=== INFORMATION PROVIDED ===
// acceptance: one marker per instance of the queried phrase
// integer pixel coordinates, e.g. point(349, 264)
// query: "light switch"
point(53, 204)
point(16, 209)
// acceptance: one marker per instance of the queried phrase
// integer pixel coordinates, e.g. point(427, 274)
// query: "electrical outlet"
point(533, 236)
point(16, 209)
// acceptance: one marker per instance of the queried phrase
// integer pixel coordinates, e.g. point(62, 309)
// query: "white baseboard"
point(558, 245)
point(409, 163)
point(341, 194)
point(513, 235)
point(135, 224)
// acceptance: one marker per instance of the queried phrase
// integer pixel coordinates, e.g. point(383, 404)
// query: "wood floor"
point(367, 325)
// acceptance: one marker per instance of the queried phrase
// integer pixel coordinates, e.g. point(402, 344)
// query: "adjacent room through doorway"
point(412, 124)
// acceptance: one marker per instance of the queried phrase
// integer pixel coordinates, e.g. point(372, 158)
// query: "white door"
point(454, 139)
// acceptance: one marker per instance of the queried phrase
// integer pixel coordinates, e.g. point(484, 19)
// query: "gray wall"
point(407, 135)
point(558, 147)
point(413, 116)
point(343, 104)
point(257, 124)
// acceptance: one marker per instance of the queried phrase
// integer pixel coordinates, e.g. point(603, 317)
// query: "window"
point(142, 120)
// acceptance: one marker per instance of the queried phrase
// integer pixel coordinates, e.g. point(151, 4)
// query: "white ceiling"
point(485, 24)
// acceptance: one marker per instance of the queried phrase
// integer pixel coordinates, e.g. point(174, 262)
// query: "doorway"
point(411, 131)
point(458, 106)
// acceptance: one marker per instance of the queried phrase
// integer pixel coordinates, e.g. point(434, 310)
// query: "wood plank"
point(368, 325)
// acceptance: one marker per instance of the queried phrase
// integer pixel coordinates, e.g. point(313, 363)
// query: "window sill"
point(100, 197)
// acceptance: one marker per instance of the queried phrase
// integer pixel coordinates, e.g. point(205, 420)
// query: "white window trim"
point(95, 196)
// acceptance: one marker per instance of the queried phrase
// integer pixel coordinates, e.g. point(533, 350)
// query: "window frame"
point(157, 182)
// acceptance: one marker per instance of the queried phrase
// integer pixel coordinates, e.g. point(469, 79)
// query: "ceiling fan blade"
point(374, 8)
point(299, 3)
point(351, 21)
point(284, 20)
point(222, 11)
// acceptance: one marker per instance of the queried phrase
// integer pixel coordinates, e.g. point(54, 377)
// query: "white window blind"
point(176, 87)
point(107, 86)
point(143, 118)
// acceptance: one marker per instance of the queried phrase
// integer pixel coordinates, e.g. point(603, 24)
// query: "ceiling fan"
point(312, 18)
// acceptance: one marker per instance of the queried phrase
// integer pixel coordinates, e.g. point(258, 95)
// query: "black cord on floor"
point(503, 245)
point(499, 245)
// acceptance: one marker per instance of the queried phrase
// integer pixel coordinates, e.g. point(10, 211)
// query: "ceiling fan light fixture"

=== DIRECTIVE ===
Starting at the first of the rows above and ending after the line that contains "point(367, 325)", copy those lines with "acceptance" swapped for "criterion" and everything else unchanged.

=== RESPONSE TO THE EXERCISE ===
// criterion: one marker per instance of the queried phrase
// integer pixel coordinates, e.g. point(349, 264)
// query: "light switch"
point(53, 204)
point(16, 209)
// criterion: one marker per instance of the queried phrase
// integer pixel coordinates, e.g. point(427, 274)
// query: "electrical outlet"
point(533, 236)
point(16, 209)
// criterion: one marker per instance of the queried phrase
// integer pixel coordinates, e.g. point(62, 309)
// query: "white baseboard"
point(558, 245)
point(409, 163)
point(341, 194)
point(513, 235)
point(135, 224)
// criterion: one marker per instance of the queried phrase
// integer pixel coordinates, e.g. point(383, 404)
// query: "wood floor"
point(367, 325)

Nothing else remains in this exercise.